→ **SELECTED EXTRACT**
*** Begin section ***
Hong Kong activist Father Franco Mella yesterday called on the Vietnamese
government to spare the lives of 2 elderly Hongkongers on death row in the
country.
With support from Amnesty International, the Italian Catholic priest launched
the appeal outside Mong Kok East station. More than 500 people had signed by
last night.
The 2 men were part of a group of 5 ethnic Chinese arrested in Vietnam's
Guangnam province in May 2008 for trafficking more than 7 tonnes of cannabis
resin.
All 5 - now aged between 57 and 67 - received the death penalty in May 2010.
"The men can be executed at any moment," said Mella, who has rallied against
the use of the death penalty across the globe, particularly on the mainland.
"Hong Kong does not have the death penalty, so it should try to convince the
Vietnamese government not to kill the men."
Between 2003 and June last year, at least 75 Hong Kong citizens were sentenced
to death or executed abroad, according to Amnesty International figures.
Connie Chan Man-wai, a senior campaigner with the rights group, said the drive
to attract support would continue for two weeks. The petition will then be
taken to the Vietnamese consulate in Wan Chai.
One of the convicted Hongkongers, 67-year-old Ngan Chiu-kuen, had been
ill-treated by the prison authorities and denied access to medical services
despite his failing health, the group said.
Mella, who first came to Hong Kong in 1974, is a well-known human rights
activist. He first took up the cause of the city's homeless and impoverished,
at one point joining a squatter camp in Diamond Hill.
Since then he has championed a variety of causes with some success. He is
particularly known for helping boat families in the former Yau Ma Tei typhoon
shelter in the 1980s, and as a tireless campaigner for right of abode for
cross-border families.
He once went without food for 5 days in support of 7 men who were jailed over a
fatal fire in Immigration Tower that started during an abode-seekers' protest
in 2000.
In 2011 he was denied a visa to visit the mainland, a decision that Mella put
down to troubled relations between Beijing and the Vatican.
*** End section ***
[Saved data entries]
*** Begin section ***
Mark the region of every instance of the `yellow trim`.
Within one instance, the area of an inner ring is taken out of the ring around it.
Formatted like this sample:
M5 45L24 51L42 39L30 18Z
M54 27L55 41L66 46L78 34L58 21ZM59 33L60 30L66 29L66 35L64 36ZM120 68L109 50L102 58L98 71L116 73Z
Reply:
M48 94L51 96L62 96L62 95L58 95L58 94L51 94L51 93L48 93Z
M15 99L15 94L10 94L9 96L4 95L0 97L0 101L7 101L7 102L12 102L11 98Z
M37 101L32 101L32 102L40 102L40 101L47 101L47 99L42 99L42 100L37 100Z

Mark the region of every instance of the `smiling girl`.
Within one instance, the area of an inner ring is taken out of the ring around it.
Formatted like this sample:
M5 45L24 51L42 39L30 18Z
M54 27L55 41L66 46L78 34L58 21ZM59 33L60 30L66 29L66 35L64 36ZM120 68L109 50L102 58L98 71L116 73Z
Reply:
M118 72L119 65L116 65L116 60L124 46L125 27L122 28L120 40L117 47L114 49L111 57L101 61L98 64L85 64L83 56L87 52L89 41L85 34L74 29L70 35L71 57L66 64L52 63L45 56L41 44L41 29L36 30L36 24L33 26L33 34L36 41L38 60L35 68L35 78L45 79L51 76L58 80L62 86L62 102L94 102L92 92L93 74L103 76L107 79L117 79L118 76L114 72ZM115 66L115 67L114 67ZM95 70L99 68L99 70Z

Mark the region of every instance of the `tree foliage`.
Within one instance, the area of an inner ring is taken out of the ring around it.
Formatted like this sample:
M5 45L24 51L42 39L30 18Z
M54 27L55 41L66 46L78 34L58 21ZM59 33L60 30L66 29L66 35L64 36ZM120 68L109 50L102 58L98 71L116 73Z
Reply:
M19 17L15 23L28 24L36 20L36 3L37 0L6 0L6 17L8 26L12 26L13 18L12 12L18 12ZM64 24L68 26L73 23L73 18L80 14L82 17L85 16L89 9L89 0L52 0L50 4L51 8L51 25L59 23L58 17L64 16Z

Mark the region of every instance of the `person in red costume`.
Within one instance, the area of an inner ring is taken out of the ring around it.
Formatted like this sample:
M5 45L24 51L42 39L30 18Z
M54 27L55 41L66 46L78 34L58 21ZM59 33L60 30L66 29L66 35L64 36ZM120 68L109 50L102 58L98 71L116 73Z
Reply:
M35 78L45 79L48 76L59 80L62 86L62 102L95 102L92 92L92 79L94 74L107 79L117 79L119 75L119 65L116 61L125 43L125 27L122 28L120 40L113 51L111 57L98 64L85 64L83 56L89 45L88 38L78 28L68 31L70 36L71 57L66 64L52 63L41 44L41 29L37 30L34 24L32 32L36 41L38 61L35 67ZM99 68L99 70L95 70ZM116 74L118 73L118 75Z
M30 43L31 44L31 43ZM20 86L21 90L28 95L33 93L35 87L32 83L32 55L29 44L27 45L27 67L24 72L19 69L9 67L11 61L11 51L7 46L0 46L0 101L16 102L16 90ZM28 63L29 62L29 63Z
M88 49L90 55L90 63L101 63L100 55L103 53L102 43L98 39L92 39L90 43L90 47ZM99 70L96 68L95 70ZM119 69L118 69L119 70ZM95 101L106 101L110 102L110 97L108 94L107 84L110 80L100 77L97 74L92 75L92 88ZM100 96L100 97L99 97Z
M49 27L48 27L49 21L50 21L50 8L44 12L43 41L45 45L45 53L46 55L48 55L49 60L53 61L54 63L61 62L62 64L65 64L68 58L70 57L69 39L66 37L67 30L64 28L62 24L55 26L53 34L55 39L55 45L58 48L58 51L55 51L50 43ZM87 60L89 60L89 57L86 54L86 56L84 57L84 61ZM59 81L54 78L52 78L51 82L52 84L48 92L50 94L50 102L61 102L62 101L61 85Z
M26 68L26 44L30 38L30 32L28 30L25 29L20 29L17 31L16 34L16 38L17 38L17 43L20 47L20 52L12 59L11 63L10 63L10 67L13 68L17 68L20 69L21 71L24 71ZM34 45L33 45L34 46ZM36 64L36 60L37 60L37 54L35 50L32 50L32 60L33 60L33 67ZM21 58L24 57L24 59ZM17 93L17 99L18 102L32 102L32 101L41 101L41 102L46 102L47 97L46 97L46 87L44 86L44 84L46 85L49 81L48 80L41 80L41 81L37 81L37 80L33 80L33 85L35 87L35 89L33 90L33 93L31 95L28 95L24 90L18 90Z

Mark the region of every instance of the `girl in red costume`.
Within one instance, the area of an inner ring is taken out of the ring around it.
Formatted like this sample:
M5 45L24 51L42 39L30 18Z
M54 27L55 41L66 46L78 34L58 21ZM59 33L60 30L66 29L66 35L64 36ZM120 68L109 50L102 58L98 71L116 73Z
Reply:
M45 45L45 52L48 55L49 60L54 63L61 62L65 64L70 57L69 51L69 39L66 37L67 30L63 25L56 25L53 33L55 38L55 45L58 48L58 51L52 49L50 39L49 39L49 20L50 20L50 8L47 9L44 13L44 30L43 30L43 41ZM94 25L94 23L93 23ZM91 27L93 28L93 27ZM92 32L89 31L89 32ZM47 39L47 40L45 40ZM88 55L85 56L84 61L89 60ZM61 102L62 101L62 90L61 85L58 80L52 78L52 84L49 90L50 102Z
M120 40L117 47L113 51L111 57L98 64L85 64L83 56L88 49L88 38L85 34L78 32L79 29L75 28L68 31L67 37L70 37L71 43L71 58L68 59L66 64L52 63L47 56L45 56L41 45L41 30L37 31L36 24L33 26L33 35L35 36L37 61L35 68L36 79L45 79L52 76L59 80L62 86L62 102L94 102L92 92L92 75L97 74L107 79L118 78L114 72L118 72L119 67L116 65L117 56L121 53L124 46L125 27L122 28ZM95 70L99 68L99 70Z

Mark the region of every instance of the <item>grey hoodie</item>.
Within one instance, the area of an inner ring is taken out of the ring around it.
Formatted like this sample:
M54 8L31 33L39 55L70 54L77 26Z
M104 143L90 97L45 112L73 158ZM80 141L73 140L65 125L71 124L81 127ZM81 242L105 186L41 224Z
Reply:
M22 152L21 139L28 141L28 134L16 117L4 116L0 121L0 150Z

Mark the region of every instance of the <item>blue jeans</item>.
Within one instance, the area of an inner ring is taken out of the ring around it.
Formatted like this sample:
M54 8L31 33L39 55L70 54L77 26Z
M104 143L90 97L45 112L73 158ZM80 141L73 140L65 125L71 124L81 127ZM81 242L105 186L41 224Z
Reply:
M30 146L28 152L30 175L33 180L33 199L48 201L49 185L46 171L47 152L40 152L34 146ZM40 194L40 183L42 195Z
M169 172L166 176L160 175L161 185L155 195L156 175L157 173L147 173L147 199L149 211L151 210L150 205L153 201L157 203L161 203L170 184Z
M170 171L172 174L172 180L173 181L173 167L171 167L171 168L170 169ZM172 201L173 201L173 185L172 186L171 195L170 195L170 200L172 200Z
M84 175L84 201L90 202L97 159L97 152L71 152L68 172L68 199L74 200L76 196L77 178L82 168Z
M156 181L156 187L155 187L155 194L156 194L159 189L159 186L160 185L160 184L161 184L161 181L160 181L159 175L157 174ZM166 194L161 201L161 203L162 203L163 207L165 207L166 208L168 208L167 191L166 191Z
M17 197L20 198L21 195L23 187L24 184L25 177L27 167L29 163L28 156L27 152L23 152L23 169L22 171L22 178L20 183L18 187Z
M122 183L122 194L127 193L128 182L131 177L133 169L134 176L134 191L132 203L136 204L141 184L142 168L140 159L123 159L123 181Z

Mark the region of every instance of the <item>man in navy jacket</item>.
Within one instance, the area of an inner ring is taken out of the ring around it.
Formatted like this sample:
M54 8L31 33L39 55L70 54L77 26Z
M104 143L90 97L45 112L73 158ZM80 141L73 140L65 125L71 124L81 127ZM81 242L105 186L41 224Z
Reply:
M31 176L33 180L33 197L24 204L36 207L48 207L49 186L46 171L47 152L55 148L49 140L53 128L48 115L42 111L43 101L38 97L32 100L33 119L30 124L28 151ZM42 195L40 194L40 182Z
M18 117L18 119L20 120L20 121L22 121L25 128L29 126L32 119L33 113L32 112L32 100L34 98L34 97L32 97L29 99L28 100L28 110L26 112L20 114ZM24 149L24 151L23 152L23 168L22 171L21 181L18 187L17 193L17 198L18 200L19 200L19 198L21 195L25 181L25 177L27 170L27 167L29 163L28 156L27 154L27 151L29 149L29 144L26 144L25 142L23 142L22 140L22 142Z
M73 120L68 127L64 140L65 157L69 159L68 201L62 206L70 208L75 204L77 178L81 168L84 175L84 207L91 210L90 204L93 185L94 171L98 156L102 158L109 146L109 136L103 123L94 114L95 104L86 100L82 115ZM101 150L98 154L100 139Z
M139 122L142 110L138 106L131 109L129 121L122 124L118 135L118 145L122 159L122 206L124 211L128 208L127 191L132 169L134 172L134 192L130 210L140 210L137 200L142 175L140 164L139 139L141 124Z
*** End section ***
→ **TASKS**
A. According to the news report, where will the petition be taken once the two-week drive ends?
B. Retype the stretch of the news report from "Connie Chan Man-wai, a" through "cross-border families.".
The records are separate from the news report and do not belong to it.

→ **EXERCISE RESPONSES**
A. To the Vietnamese consulate in Wan Chai.

B.
Connie Chan Man-wai, a senior campaigner with the rights group, said the drive
to attract support would continue for two weeks. The petition will then be
taken to the Vietnamese consulate in Wan Chai.
One of the convicted Hongkongers, 67-year-old Ngan Chiu-kuen, had been
ill-treated by the prison authorities and denied access to medical services
despite his failing health, the group said.
Mella, who first came to Hong Kong in 1974, is a well-known human rights
activist. He first took up the cause of the city's homeless and impoverished,
at one point joining a squatter camp in Diamond Hill.
Since then he has championed a variety of causes with some success. He is
particularly known for helping boat families in the former Yau Ma Tei typhoon
shelter in the 1980s, and as a tireless campaigner for right of abode for
cross-border families.